Transcribe every line, keeping it exact.

[START OF Records to process]

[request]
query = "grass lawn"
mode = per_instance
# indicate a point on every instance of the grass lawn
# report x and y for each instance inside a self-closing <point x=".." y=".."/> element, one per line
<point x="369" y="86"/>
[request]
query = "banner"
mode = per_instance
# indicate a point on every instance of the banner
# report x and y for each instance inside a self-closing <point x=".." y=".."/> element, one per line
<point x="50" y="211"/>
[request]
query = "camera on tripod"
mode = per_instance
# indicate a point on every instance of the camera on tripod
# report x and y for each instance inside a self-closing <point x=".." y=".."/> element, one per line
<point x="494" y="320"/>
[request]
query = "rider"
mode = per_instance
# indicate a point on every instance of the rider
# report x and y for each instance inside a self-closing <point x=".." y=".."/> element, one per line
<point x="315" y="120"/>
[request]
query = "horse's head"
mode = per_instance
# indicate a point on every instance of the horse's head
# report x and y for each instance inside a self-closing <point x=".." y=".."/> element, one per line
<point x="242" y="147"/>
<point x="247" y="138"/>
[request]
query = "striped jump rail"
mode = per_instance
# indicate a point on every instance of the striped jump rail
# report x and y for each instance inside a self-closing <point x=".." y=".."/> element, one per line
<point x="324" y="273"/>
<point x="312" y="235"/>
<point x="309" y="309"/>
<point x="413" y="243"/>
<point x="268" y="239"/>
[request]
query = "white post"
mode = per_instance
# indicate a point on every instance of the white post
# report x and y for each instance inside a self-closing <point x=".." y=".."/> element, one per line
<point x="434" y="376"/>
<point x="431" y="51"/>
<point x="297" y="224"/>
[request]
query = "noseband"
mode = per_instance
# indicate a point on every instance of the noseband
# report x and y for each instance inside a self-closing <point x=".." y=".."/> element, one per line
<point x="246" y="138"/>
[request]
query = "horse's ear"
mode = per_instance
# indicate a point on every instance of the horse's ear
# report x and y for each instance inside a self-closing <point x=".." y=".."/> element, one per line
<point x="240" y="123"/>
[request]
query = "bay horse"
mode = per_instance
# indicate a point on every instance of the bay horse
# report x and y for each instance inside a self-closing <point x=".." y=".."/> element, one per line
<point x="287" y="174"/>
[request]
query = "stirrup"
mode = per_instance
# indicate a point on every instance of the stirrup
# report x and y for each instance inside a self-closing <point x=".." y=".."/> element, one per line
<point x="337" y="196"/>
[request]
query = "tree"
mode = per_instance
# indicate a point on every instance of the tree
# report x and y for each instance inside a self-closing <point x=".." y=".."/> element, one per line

[END OF Records to process]

* [Completed task]
[request]
query = "grass lawn"
mode = per_instance
# indicate a point on every instance of the grass lawn
# report x and y for each instance inside a self-closing <point x=".." y=".."/> element, one per line
<point x="369" y="86"/>
[request]
query = "banner"
mode = per_instance
# indicate a point on every instance of the banner
# report x and y for each instance inside a self-closing <point x=".." y=".."/> element, one per line
<point x="50" y="211"/>
[request]
query = "camera on tripod"
mode = per_instance
# indicate a point on every instance of the camera on tripod
# report x and y for each instance inside a self-closing <point x=".." y=".."/> element, one per line
<point x="494" y="320"/>
[request]
query = "rider"
mode = per_instance
# indicate a point on every instance of the rider
# report x and y for each instance inside a self-closing <point x=".." y=".."/> element, one per line
<point x="315" y="120"/>
[request]
query = "horse's head"
mode = per_instance
# indicate a point on every instance of the horse's head
# report x and y for each instance inside a self-closing <point x=".." y=".."/> element, one per line
<point x="242" y="147"/>
<point x="247" y="138"/>
[request]
query = "striped jump rail"
mode = per_instance
# indicate a point on every instance of the striped jump rail
# report x and y for each instance inside a self-closing <point x=".." y=".."/> element, one per line
<point x="324" y="273"/>
<point x="312" y="235"/>
<point x="309" y="309"/>
<point x="413" y="243"/>
<point x="268" y="239"/>
[request]
query = "white post"
mode = per_instance
# indicate a point on every instance of the white post
# report x and y for each instance inside a self-closing <point x=".." y=".."/> element, one per line
<point x="434" y="376"/>
<point x="431" y="51"/>
<point x="297" y="224"/>
[request]
query = "noseband"
mode = per_instance
# indicate a point on every instance of the noseband
# report x and y for each instance inside a self-closing <point x=".." y=".."/> element, one per line
<point x="246" y="138"/>
[request]
query = "horse's ear"
mode = per_instance
# indicate a point on every instance of the horse's ear
# report x and y for each instance inside a self-closing <point x=".." y=".."/> element, one per line
<point x="240" y="123"/>
[request]
query = "bay horse"
mode = per_instance
# indicate a point on every instance of the bay horse
# report x and y for each instance inside a self-closing <point x=".." y=".."/> element, one per line
<point x="287" y="174"/>
[request]
query = "stirrup"
mode = per_instance
# indicate a point on every instance of the stirrup
# report x and y for each instance inside a self-closing <point x=".." y=".."/> element, one per line
<point x="337" y="196"/>
[request]
query = "tree"
mode = per_instance
# indicate a point on every instance of the tree
# report x and y for each instance inside a self-closing <point x=".." y=".."/> element, one per line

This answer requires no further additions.